• EXERCISE DIRECTIONS
Quote, word for word, the line containing "If you could tag the gold hoop" and all lines that follow it to the end of the records, with no pictures.

[Image point annotation entries]
**********

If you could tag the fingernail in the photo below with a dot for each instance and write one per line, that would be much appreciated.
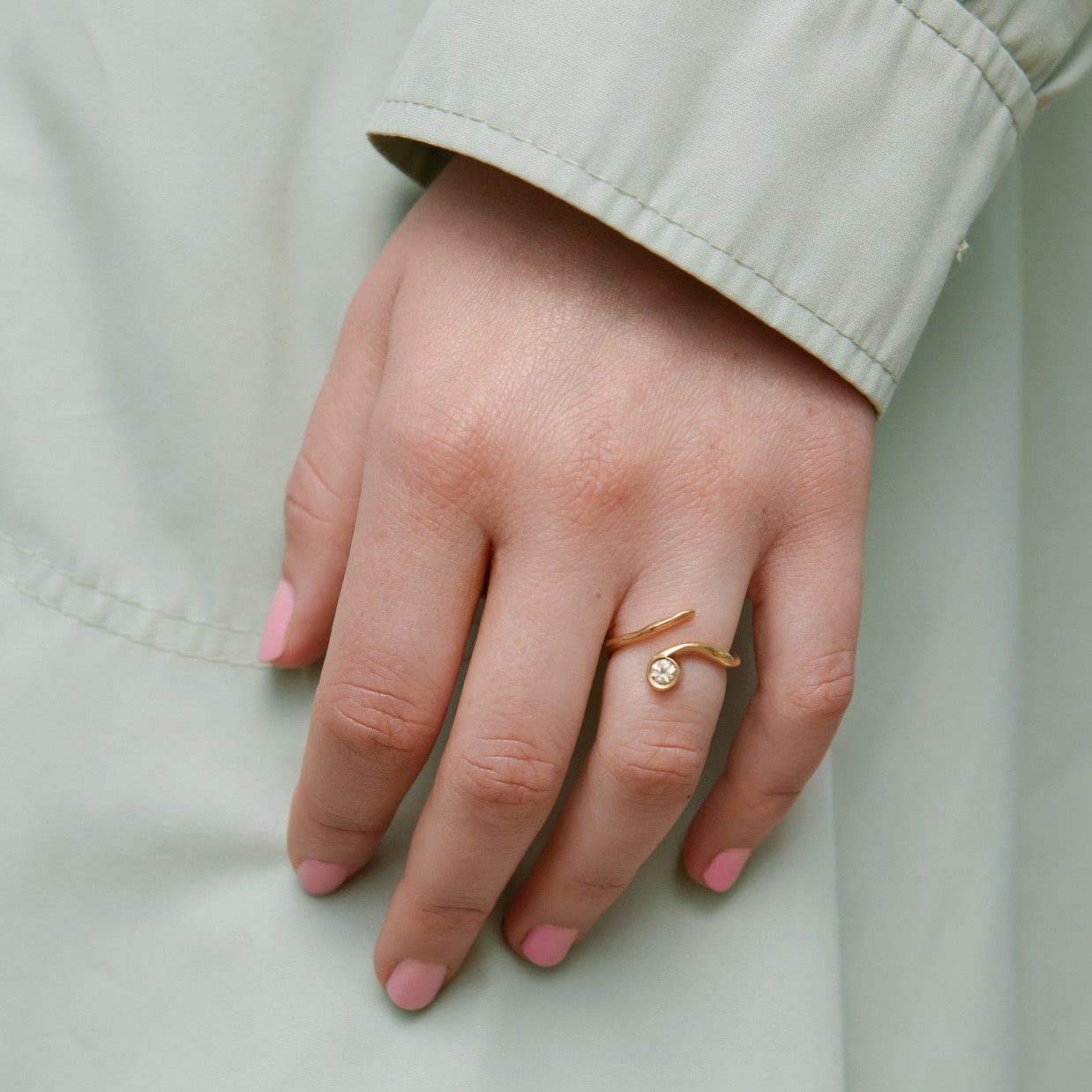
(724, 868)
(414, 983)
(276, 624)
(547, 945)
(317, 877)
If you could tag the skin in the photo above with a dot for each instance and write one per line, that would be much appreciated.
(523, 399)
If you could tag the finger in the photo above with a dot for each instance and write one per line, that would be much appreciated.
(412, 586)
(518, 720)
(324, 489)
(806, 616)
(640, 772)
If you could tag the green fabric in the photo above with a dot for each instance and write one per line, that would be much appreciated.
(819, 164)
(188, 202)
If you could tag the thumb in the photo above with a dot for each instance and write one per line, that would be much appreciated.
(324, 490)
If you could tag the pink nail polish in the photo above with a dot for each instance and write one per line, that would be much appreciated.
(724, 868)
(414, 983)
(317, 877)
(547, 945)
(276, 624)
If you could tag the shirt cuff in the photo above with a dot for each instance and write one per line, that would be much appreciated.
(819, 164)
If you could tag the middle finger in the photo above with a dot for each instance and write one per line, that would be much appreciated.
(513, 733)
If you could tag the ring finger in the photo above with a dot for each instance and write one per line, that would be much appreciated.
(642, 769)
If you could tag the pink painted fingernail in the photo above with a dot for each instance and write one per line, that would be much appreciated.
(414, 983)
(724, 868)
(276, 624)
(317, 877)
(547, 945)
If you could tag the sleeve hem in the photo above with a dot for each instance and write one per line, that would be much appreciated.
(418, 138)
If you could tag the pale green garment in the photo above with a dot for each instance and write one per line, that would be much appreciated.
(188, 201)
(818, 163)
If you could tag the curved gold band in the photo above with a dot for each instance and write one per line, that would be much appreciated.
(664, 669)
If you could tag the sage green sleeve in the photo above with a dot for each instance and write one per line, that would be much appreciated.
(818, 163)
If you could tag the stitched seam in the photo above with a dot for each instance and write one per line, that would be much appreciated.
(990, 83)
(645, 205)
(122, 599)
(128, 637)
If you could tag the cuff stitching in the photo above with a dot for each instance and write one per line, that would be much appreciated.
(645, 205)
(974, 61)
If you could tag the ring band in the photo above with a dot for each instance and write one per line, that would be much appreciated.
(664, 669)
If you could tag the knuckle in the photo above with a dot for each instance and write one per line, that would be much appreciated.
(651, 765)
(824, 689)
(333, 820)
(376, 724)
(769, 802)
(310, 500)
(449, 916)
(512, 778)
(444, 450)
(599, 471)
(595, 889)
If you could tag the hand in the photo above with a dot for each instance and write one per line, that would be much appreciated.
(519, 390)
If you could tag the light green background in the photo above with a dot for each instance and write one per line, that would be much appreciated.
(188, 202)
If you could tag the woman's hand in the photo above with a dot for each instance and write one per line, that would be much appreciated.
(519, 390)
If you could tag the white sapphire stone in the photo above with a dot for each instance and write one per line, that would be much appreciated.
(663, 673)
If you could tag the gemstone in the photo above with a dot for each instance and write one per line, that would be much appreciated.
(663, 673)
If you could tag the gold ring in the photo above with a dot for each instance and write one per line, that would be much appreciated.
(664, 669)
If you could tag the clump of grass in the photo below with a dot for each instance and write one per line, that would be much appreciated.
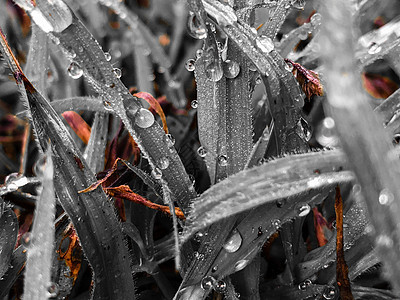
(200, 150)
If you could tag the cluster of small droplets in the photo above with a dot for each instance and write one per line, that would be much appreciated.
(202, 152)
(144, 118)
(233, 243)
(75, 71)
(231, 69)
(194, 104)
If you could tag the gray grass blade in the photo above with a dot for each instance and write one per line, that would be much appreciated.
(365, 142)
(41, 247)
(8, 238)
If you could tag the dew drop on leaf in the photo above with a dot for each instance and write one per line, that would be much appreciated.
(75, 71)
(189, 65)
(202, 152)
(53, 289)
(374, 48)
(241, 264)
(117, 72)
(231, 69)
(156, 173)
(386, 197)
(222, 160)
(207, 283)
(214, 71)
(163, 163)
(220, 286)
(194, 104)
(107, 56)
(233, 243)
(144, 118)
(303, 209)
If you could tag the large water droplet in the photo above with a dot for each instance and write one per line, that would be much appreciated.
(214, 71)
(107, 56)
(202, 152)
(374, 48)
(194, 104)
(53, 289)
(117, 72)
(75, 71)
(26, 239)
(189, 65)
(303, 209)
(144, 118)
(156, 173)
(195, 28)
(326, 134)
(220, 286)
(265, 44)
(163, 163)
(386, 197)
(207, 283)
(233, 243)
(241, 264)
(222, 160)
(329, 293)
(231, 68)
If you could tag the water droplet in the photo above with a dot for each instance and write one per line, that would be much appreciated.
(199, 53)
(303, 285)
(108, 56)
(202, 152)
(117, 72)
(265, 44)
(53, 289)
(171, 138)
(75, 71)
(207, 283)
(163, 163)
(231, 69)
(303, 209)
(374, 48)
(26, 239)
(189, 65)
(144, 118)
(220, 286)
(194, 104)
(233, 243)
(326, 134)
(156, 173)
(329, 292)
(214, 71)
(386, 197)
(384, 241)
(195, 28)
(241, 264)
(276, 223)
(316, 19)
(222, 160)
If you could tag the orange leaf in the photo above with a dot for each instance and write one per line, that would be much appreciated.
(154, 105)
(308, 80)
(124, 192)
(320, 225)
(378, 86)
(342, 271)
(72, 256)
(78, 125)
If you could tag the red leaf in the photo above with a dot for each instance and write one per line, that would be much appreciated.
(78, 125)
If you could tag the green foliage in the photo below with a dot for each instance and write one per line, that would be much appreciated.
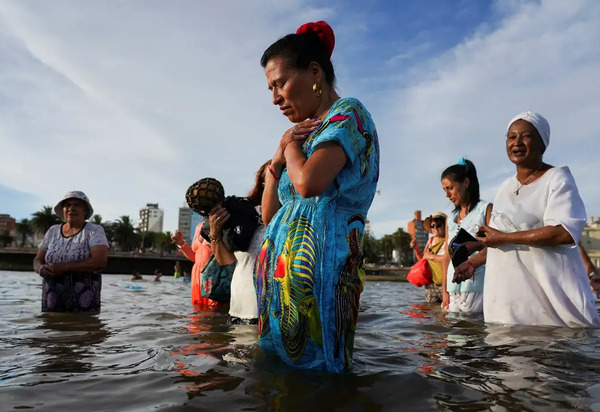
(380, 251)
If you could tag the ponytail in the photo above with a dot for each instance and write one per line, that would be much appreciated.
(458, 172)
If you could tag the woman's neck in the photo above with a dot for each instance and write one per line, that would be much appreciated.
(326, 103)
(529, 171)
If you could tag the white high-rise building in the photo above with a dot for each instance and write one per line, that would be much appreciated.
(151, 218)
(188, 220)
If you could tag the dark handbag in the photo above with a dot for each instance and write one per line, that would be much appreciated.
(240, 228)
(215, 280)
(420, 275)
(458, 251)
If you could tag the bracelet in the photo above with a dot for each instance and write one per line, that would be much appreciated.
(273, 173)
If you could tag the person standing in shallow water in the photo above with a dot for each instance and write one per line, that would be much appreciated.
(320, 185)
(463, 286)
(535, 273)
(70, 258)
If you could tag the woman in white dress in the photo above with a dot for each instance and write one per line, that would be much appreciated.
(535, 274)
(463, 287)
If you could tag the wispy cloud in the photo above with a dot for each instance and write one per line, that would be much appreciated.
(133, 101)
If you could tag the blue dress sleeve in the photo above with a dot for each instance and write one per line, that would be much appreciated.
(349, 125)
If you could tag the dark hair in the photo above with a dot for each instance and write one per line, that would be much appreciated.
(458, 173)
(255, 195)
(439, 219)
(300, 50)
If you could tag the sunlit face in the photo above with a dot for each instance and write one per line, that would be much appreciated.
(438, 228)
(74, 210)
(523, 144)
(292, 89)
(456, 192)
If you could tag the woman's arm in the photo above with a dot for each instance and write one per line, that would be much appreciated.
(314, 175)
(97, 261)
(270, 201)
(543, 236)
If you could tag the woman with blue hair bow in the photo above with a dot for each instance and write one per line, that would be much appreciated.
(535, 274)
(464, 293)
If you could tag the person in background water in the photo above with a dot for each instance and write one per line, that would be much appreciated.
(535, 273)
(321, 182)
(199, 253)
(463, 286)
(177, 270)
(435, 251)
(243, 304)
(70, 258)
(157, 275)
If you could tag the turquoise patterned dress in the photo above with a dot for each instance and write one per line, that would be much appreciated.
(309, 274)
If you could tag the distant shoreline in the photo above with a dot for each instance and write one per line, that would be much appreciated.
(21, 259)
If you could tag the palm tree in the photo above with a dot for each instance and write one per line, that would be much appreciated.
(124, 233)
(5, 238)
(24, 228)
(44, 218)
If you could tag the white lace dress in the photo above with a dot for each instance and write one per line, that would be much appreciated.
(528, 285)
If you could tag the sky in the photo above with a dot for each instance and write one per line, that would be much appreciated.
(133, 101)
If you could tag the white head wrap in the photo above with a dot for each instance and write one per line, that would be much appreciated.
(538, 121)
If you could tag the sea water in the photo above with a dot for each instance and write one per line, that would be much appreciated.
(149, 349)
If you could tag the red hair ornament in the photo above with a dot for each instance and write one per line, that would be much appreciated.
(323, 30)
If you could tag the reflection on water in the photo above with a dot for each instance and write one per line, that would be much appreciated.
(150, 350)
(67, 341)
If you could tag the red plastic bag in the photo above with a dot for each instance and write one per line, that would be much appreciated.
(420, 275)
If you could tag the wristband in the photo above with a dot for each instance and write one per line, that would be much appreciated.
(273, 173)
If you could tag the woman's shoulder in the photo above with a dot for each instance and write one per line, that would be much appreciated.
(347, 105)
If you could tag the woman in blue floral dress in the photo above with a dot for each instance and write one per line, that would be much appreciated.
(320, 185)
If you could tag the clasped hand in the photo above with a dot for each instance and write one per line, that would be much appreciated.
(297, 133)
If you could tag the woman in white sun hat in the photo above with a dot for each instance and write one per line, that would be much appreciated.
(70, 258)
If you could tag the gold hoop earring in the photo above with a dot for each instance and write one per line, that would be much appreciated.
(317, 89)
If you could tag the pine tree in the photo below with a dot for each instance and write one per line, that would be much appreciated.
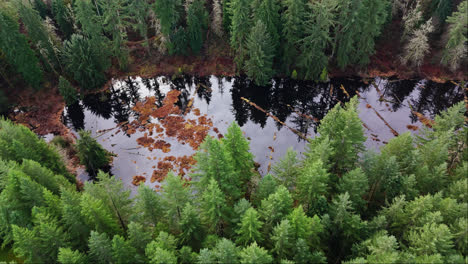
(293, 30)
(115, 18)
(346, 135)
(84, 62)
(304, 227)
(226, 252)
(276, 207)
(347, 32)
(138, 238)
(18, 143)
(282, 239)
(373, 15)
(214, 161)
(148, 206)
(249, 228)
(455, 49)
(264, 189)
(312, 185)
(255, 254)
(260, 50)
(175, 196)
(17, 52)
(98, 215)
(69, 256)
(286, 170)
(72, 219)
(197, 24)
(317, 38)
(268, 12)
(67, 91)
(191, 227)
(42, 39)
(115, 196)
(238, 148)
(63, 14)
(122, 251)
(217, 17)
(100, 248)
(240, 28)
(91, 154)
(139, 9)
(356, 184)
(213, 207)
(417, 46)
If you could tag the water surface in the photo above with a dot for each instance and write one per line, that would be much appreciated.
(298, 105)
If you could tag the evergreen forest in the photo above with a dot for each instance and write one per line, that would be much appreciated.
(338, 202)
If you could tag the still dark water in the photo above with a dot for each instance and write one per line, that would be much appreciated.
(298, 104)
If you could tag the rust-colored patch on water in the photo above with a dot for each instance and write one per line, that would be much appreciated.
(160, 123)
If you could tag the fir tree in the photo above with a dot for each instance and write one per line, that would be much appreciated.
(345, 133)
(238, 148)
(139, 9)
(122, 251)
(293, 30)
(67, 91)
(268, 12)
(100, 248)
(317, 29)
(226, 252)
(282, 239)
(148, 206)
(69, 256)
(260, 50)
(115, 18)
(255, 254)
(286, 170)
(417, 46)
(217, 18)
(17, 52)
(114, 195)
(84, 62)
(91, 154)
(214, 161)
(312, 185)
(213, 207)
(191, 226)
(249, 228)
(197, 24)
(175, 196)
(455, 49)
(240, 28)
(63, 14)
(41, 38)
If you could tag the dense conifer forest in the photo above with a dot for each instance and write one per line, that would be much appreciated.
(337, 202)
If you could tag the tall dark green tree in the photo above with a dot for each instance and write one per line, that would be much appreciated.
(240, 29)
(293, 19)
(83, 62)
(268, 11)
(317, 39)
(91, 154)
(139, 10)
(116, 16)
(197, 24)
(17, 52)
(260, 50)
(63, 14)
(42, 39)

**********

• THE OUTPUT
If you could tag the gold hoop earring in the photo above with a dot for each instance and write one per line, that would be much appreciated.
(317, 89)
If you could tag the pine tree in the photo below with a dot for each instance and write one per line, that would be much appreciated.
(293, 30)
(115, 18)
(346, 135)
(84, 62)
(304, 227)
(226, 252)
(276, 207)
(347, 32)
(138, 238)
(18, 143)
(282, 239)
(373, 15)
(214, 161)
(148, 206)
(249, 228)
(455, 49)
(264, 189)
(312, 185)
(255, 254)
(260, 50)
(175, 196)
(17, 52)
(98, 215)
(69, 256)
(286, 170)
(72, 219)
(197, 24)
(317, 38)
(268, 12)
(67, 91)
(191, 227)
(42, 39)
(115, 196)
(238, 148)
(63, 14)
(122, 251)
(217, 17)
(100, 248)
(240, 28)
(91, 154)
(139, 9)
(356, 184)
(213, 207)
(417, 46)
If you could tag the water surface in the photo above with a dot for each instance and write one per line, that would be much appreciated.
(298, 105)
If you could tag the evergreen forest in the photo above with a dot for each instance and write one per line, that would be much appreciated.
(338, 202)
If you could tag the still dark water in the photo above with a dot for each instance and write one per line, that would be much appreciated.
(298, 104)
If you could tag the rust-colored patch on water in the photo above with a dot for each instance and write one per line, that would be much appreciated.
(160, 123)
If you could tag the fir tree in the photo above with a dot for each instance and write one per line, that would be much appreciated.
(345, 133)
(238, 148)
(139, 9)
(122, 251)
(293, 30)
(67, 91)
(268, 12)
(100, 248)
(317, 29)
(226, 252)
(282, 239)
(148, 206)
(69, 256)
(260, 50)
(115, 18)
(255, 254)
(286, 170)
(417, 46)
(217, 18)
(17, 52)
(114, 195)
(84, 62)
(91, 154)
(214, 161)
(312, 185)
(213, 207)
(191, 226)
(249, 228)
(197, 24)
(175, 196)
(455, 49)
(240, 28)
(63, 14)
(41, 38)
If you could tag the dense conifer forest in the photo above with a dot for each instance and write one per line, that would be much appreciated.
(337, 202)
If you could tag the tall dark green tree in the photo above with a dot for each instance and write one per line, that would be much appreciated.
(240, 29)
(293, 19)
(83, 62)
(268, 11)
(317, 39)
(91, 154)
(139, 10)
(116, 16)
(197, 24)
(17, 52)
(260, 50)
(63, 14)
(42, 39)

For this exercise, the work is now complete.